Passage shown ::
Madiha El Mehelmy Kotb (born 1953) is an Egyptian-born Canadian mechanical and consulting engineer and former executive at the Régie du Bâtiment du Québec (RBQ), who served as 132nd president of the American Society of Mechanical Engineers in 2013–2014.

In 1980 Kotb joined the workforce. In the 1990s she joined the Régie du bâtiment, the engineering safety watchdog of the Government of Quebec, where she eventually headed of the Pressure vessel Technical Services Division.

From 1989 to 2015 Kotb also served on the Canadian National Board of Boilers and Pressure Vessels Inspectors, and in the year 2013-2014 she served as 132nd president of the American Society of Mechanical Engineers.

Selected publications  
 Kotb, Madiha Mahmoud, Bounce response of Canadian MAGLEV vehicle under periodic and stochastic excitations from the guideways. Masters thesis, Concordia University, 1980.

Data shown ::

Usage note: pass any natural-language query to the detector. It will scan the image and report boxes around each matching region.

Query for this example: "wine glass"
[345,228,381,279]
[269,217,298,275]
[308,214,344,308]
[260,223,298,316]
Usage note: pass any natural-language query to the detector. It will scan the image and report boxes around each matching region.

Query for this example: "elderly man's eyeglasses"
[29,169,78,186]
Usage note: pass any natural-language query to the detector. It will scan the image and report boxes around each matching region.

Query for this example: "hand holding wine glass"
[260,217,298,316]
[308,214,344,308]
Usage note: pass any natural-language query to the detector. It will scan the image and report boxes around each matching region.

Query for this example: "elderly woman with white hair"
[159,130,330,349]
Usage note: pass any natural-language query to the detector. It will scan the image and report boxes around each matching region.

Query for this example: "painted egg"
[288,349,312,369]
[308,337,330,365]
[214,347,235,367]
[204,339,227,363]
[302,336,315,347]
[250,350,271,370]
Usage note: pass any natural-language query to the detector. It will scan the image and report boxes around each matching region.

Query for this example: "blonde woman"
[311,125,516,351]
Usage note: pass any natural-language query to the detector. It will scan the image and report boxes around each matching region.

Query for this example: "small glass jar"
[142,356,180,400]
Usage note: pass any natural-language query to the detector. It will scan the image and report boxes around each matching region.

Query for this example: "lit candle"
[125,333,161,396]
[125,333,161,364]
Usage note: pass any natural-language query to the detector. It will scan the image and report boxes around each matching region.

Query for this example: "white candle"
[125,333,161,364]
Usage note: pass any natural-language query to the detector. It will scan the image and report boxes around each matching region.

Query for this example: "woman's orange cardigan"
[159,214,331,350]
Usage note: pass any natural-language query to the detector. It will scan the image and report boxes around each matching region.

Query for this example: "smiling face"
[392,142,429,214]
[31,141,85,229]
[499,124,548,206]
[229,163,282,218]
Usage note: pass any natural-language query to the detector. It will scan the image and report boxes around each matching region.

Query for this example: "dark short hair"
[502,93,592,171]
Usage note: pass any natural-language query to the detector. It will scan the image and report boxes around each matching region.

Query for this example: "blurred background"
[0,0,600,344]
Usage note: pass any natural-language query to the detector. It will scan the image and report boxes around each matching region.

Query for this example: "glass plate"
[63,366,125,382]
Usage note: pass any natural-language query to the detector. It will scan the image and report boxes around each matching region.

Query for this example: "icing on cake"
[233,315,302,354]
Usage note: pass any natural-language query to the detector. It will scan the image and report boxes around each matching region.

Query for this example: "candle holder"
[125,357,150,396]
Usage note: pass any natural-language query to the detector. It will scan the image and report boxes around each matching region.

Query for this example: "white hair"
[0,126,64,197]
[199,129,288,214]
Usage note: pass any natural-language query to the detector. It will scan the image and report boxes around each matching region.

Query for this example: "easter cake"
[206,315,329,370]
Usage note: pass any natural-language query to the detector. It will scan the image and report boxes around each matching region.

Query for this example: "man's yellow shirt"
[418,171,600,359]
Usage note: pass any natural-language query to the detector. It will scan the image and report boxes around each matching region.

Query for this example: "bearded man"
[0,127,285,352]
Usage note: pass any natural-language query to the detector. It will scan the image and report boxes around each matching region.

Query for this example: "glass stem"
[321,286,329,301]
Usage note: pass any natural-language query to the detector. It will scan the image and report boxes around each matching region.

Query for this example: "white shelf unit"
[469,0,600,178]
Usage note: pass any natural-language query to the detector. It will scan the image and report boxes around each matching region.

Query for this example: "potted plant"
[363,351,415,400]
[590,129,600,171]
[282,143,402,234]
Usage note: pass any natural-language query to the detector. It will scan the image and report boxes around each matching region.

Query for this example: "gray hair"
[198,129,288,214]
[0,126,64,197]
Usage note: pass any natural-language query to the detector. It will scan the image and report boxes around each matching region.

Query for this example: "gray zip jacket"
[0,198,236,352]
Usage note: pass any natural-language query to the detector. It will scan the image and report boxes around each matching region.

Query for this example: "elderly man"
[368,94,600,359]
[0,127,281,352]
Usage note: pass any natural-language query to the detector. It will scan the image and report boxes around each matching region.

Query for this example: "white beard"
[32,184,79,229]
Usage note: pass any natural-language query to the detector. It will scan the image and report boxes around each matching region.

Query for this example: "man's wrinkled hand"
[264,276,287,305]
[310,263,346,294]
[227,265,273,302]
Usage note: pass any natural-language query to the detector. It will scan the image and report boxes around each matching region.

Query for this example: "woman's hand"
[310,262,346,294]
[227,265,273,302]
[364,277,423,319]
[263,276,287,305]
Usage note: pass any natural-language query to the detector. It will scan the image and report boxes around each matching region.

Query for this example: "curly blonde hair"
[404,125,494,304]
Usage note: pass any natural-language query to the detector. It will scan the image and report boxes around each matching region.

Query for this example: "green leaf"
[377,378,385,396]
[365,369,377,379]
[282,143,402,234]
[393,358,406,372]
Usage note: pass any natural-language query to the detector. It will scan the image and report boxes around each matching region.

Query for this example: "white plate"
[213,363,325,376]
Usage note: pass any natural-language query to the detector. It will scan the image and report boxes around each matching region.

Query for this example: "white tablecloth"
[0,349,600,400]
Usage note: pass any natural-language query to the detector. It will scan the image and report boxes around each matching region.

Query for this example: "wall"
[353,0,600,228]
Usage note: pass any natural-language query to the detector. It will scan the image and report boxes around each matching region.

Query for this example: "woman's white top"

Exercise brief :: Check each statement against the passage above on Madiha El Mehelmy Kotb, and give yes or no for each with the text's deciding words quoted exactly: (a) She was the 132nd president of the American Society of Mechanical Engineers in 2013–2014. (b) She joined the Régie du bâtiment in the 1980s. (c) She wrote her master's thesis at Concordia University.

Task response ::
(a) Yes: "who served as 132nd president of the American Society of Mechanical Engineers in 2013–2014"
(b) No: "In the 1990s she joined the Régie du bâtiment"
(c) Yes: "Masters thesis, Concordia University, 1980."